I have written my last several pieces about the gold futures COT report and, since nothing has really changed on that front, I thought it might be worthwhile to look at GDX, the ETF basket of gold miners.
Below is the 60-minute GDX chart spanning 2 months, labeled with points 1 through 4, which I address:
Source: StockCharts.com, 2/7/20
Looking at the annotated chart above and using the red numbers for reference, this is my take on GDX:
1. The dashed green line highlights the weeklong RSI(10) negative divergence with price. GDX climbed higher before spiking to 29.66, all the while RSI trended lower, indicating that momentum was stalling.
2. GDX price formed a bearish wedge (blue lines), then broke out bullishly to 29.66 (classic first-way-wrong-way move), only to then fail and fall back into the wedge. GDX then broke lower out of the wedge and cleanly retested the broken uptrend line of the wedge from below, before then rolling over.
3. GDX next gapped below the larger (purple) uptrend line from December, bottoming at the horizontal support (orange line) just below 28.
4. Bouncing higher from support, GDX cleanly retested the broken uptrend line (purple) and has now reversed back to the 28 area (as I write).
So where does that leave us? The bull case is that the double bottom and horizontal support at 27.70 (point #3, orange line) holds and GDX works its way higher next week. On the bearish side is the breaking of the uptrend line (purple), which has been cleanly retested from below (point #4). Of course, a lot depends on what gold does next week. There is obviously a great deal of headline risk based on what news comes across the wire on the coronavirus and its effect on health and global trade. I will be watching closely, focusing on what I see on the price chart and trying to avoid seeing what I "think" should happen.
□ □ □ □ □ □ □
Echo the GDX chart commentary verbatim, starting with "Below is the" and going on through "just below 28.".

## Source data
□ □ □ □ □ □ □
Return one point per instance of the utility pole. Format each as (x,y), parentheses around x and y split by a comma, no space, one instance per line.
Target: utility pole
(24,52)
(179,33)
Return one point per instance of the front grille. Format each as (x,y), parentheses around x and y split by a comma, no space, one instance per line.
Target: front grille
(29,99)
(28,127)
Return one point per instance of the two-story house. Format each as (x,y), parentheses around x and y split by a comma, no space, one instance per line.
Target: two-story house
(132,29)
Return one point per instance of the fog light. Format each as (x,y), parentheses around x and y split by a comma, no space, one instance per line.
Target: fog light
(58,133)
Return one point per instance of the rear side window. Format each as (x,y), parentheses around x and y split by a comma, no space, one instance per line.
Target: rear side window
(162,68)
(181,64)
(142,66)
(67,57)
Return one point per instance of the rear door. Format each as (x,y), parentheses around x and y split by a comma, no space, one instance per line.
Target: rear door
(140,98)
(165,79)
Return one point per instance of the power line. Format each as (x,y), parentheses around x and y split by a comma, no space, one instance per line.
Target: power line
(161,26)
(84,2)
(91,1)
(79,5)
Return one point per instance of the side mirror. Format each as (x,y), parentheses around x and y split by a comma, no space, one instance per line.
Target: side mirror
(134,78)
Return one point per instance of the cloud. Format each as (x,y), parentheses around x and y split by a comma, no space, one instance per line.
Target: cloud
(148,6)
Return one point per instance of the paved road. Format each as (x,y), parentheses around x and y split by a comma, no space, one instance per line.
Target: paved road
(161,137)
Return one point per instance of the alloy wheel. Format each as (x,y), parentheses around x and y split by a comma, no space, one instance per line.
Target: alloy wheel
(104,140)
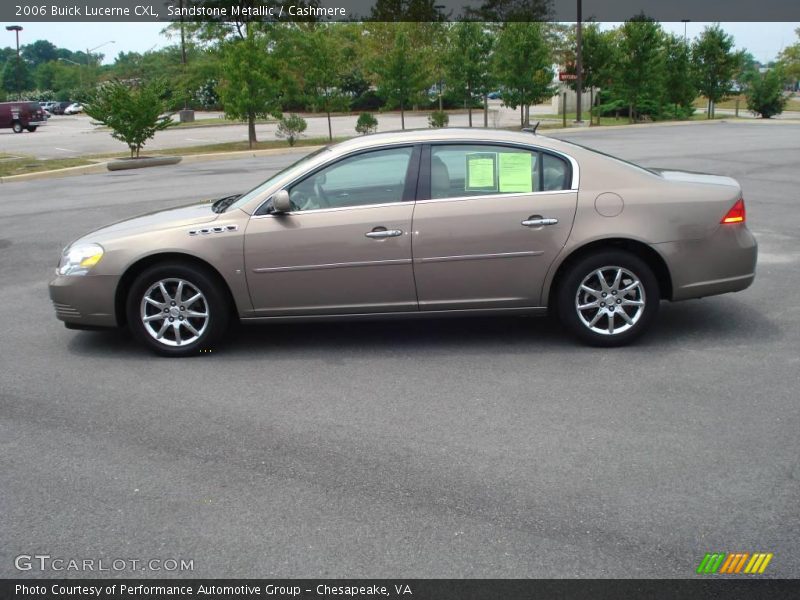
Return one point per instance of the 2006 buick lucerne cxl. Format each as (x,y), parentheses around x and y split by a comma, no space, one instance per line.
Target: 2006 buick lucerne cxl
(413,224)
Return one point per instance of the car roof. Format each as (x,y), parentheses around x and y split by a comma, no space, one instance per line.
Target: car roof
(451,134)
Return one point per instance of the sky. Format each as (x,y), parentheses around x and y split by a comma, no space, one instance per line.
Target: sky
(763,40)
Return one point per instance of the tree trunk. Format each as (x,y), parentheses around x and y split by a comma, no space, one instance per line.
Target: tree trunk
(330,129)
(251,130)
(469,104)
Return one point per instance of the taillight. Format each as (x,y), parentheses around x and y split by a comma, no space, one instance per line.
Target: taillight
(736,214)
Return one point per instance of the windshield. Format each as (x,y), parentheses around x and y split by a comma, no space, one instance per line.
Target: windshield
(295,166)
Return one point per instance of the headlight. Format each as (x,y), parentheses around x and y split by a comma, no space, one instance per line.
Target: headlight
(77,260)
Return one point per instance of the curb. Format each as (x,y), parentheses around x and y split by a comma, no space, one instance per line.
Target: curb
(102,167)
(125,164)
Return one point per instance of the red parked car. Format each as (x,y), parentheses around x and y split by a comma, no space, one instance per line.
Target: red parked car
(21,115)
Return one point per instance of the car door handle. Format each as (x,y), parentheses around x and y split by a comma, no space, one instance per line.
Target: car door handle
(383,233)
(539,221)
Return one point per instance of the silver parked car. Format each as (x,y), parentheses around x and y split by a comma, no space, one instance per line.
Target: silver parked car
(415,224)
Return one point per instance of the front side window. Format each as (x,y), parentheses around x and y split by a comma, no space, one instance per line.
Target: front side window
(376,177)
(480,170)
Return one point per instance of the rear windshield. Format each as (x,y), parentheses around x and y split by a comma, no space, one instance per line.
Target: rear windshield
(616,158)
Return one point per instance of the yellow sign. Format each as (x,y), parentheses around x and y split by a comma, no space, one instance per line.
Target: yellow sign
(515,172)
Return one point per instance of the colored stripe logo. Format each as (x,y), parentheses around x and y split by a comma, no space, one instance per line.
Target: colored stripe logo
(731,563)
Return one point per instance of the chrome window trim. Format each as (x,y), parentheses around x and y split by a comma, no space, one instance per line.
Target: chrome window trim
(337,209)
(576,170)
(485,196)
(573,163)
(331,162)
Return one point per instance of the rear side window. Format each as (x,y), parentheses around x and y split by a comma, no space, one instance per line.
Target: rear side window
(461,170)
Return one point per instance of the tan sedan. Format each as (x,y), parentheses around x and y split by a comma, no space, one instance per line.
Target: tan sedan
(418,224)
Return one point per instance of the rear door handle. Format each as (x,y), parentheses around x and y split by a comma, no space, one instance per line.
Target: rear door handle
(537,221)
(382,232)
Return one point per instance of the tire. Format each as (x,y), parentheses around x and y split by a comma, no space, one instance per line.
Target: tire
□ □ □ □ □ □ □
## Answer box
Below is the 60-minute GDX chart spanning 2 months, labeled with points 1 through 4, which I address:
Source: StockCharts.com, 2/7/20
Looking at the annotated chart above and using the red numbers for reference, this is my take on GDX:
1. The dashed green line highlights the weeklong RSI(10) negative divergence with price. GDX climbed higher before spiking to 29.66, all the while RSI trended lower, indicating that momentum was stalling.
2. GDX price formed a bearish wedge (blue lines), then broke out bullishly to 29.66 (classic first-way-wrong-way move), only to then fail and fall back into the wedge. GDX then broke lower out of the wedge and cleanly retested the broken uptrend line of the wedge from below, before then rolling over.
3. GDX next gapped below the larger (purple) uptrend line from December, bottoming at the horizontal support (orange line) just below 28.